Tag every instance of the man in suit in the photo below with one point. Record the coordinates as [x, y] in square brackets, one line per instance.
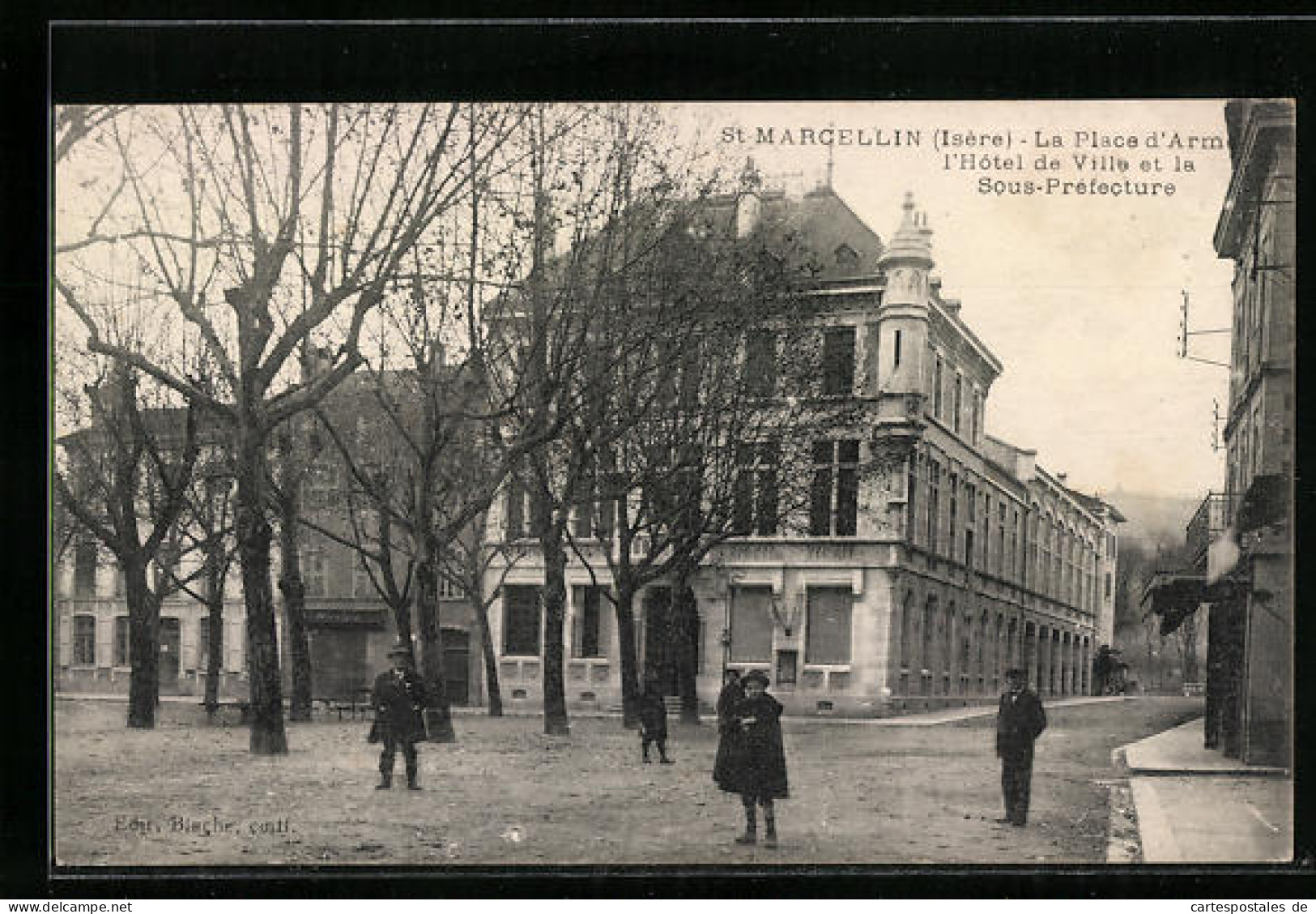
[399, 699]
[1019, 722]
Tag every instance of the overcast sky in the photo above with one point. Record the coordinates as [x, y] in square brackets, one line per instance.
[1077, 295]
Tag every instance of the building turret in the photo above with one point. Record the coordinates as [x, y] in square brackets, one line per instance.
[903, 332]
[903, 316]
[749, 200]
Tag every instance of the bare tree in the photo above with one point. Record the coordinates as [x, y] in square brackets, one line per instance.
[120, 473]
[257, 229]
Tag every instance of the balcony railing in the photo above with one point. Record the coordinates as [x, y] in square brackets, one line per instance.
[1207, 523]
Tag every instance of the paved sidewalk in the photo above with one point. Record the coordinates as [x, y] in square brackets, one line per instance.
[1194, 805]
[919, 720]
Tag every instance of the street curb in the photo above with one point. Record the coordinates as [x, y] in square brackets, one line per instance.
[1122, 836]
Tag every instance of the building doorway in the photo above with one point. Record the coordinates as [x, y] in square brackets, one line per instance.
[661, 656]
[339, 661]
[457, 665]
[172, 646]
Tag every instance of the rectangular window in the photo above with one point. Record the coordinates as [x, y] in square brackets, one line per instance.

**WHAT NEEDS TO BE DONE**: Arrange the lines from the very first one through the line containing "[1122, 836]" as a JSON list of strings, one string per line, with blank lines omitted. Leave the pictures out of the list.

**ANSWER TO THE TASK**:
[
  "Tag every instance of the man in suit in the photo below with one point. Record the coordinates as [x, y] in square brackets, one line per instance.",
  "[399, 699]",
  "[1019, 722]",
  "Tag every instance of the overcast sky in the photo above with one point. Record the coordinates as [x, y] in square brackets, one line per instance.",
  "[1077, 295]",
  "Tag every instance of the building turret in the photo above with one point. Record the coordinates as [x, y] in square brackets, one line per instance.",
  "[903, 332]",
  "[903, 316]",
  "[749, 200]",
  "Tag every instance of the bare tree in the photo above with one point. Record the coordinates as [x, y] in square brackets, one line per instance.",
  "[120, 473]",
  "[257, 229]",
  "Tag every instance of the balcony railing in the photo above with one point. Record the coordinates as [x, y] in square brackets, one line per instance.",
  "[1207, 523]",
  "Tag every instance of the paved sidewalk in the photo above with one point. Record the coordinates as [x, y] in square brackets, one line per instance.",
  "[1194, 805]",
  "[919, 720]",
  "Tag every instance of the street curb in the photo above with one point. Record the coordinates as [x, y] in square brackets, one line per instance.",
  "[1122, 836]"
]